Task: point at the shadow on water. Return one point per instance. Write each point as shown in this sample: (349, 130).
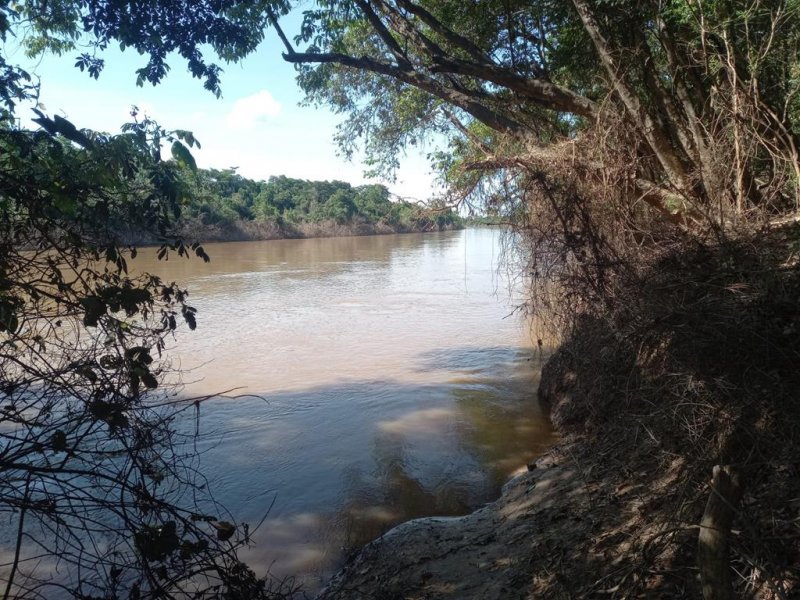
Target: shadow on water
(344, 463)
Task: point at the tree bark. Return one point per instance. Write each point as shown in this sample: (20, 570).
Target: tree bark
(656, 138)
(715, 528)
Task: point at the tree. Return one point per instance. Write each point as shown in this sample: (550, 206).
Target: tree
(703, 92)
(95, 476)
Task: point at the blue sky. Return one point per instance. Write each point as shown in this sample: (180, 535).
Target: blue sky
(256, 126)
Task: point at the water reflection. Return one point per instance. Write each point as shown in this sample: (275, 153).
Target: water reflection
(393, 386)
(344, 464)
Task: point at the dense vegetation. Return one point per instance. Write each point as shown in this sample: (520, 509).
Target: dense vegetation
(224, 199)
(642, 147)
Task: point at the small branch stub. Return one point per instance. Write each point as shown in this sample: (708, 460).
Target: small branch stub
(715, 528)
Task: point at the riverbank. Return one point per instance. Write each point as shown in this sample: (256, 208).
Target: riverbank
(261, 231)
(696, 370)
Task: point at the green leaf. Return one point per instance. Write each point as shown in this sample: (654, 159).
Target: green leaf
(183, 157)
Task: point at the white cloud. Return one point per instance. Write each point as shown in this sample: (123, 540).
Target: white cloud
(250, 110)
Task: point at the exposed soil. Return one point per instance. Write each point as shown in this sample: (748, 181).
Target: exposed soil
(697, 368)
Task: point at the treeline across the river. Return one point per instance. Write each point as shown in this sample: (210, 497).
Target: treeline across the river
(223, 205)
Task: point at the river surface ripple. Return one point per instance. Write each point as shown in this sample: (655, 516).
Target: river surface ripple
(393, 383)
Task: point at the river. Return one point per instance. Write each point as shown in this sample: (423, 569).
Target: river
(378, 379)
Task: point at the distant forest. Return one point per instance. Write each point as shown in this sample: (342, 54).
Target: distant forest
(224, 202)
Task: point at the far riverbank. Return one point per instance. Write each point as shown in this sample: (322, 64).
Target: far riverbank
(260, 231)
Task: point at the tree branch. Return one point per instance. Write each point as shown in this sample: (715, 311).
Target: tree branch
(458, 98)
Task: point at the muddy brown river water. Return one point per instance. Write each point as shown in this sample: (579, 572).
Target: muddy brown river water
(393, 382)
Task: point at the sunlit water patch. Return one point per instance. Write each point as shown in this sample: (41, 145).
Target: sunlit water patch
(380, 379)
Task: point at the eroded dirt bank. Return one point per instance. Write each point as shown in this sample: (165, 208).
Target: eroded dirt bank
(695, 365)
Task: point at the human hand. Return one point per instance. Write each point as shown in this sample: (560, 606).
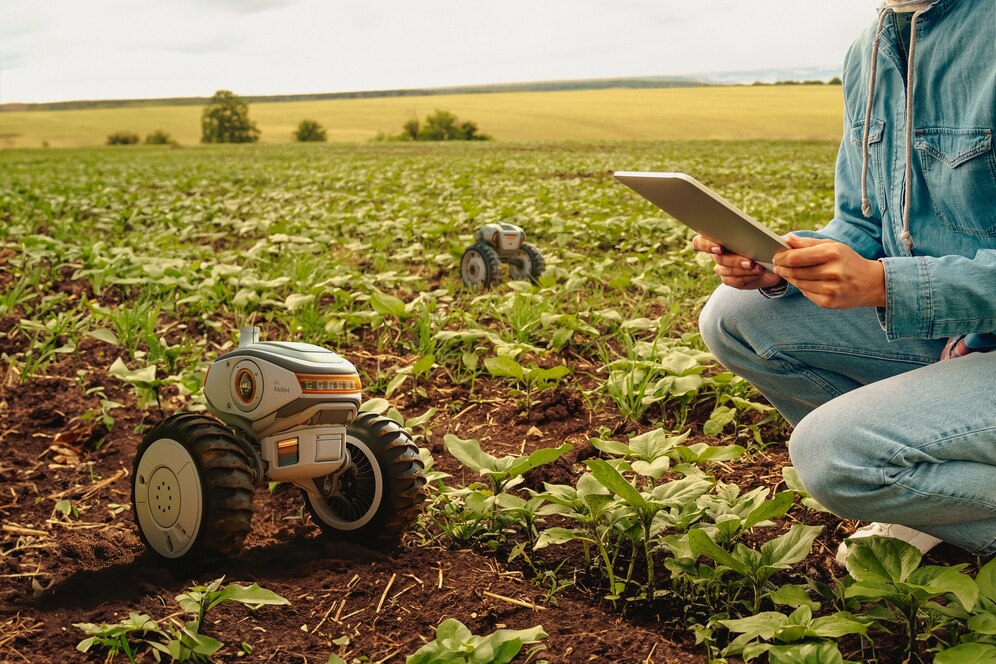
-- -- --
**Work required**
Drop the images and quote the entries word for word.

**Task response**
Task: point at the shadow on water. Return one point per instance. Write each point as shown in this sample: (349, 130).
Target: shadow on water
(344, 463)
Task: point at the tree bark. Return one point per instance. Write each point as shown in this sample: (20, 570).
Target: tree bark
(656, 138)
(715, 528)
Task: point at the tree. Return one point per instance. Write each point as shown in this sample: (550, 206).
Target: tree
(703, 92)
(95, 476)
Task: point at the blue sky. Return one point per instance. Write each point as shown in this sample: (180, 535).
Target: blue sky
(256, 126)
Task: point at the water reflection. Return one point per instance. Write each point as shown in this sample: (275, 153).
Target: water reflection
(393, 386)
(344, 464)
Task: point at the dense vegetation. Return one point per instance. Write each point as shown in this sample: (520, 509).
Target: dense vegetation
(224, 199)
(642, 147)
Task: point at the small branch stub. Return one point per instance. Write each point as shown in this sample: (708, 460).
Target: small branch stub
(715, 528)
Task: point at the riverbank. Return one point per instance. Write each point as shown in this sample: (256, 208).
Target: riverbank
(261, 231)
(696, 370)
Task: point at the green leaf. Return one point per instance. Write each point as shown in this sample: (654, 159).
Target: green leaf
(183, 157)
Task: point at the white cloud. Return one point per instance. Write each point as shown in this sample: (123, 540).
Target: white cloud
(250, 110)
Task: point at the exposed soil. Return one point per instance. Write each point as shown in this sample: (748, 181).
Target: exposed soil
(697, 368)
Task: point at the treeline across the river. Return one point per instance. Write each point as shown in this sample: (210, 497).
Target: treeline across the river
(223, 205)
Task: point at the river surface ripple. Return one point per instance. Write each point as shown in this sample: (655, 516).
Target: river surface ripple
(393, 383)
Task: point at the river. Return one point per instance. Write each point as shown in this sample: (423, 569).
Target: river
(378, 379)
Task: point at the distant forest. Return one point per instance. Write each point as shown in this sample: (342, 54).
Target: distant forest
(224, 202)
Task: point at the far riverbank. Return one point per instance. Write each point as shown in this sample: (322, 64).
Target: far riverbank
(260, 231)
Task: point at the tree branch. Return one point per instance. Write each point as shown in this sample: (715, 311).
Target: tree branch
(458, 98)
Task: point at the muddy brown river water. Return one point per instance. Write each point as shown in this sample: (579, 572).
Target: muddy brown river water
(393, 382)
Task: point at the sunlit water patch. Return one point per instance. Write each point as shown in this sample: (41, 145).
Target: sunlit water patch
(380, 379)
Task: point at the eroded dirt bank. Return one point per instance. Write each point as shown in this sample: (165, 208).
Target: eroded dirt bank
(695, 365)
Task: point at the human hand. Return one point per instance. Write each point as shown in this sample: (560, 606).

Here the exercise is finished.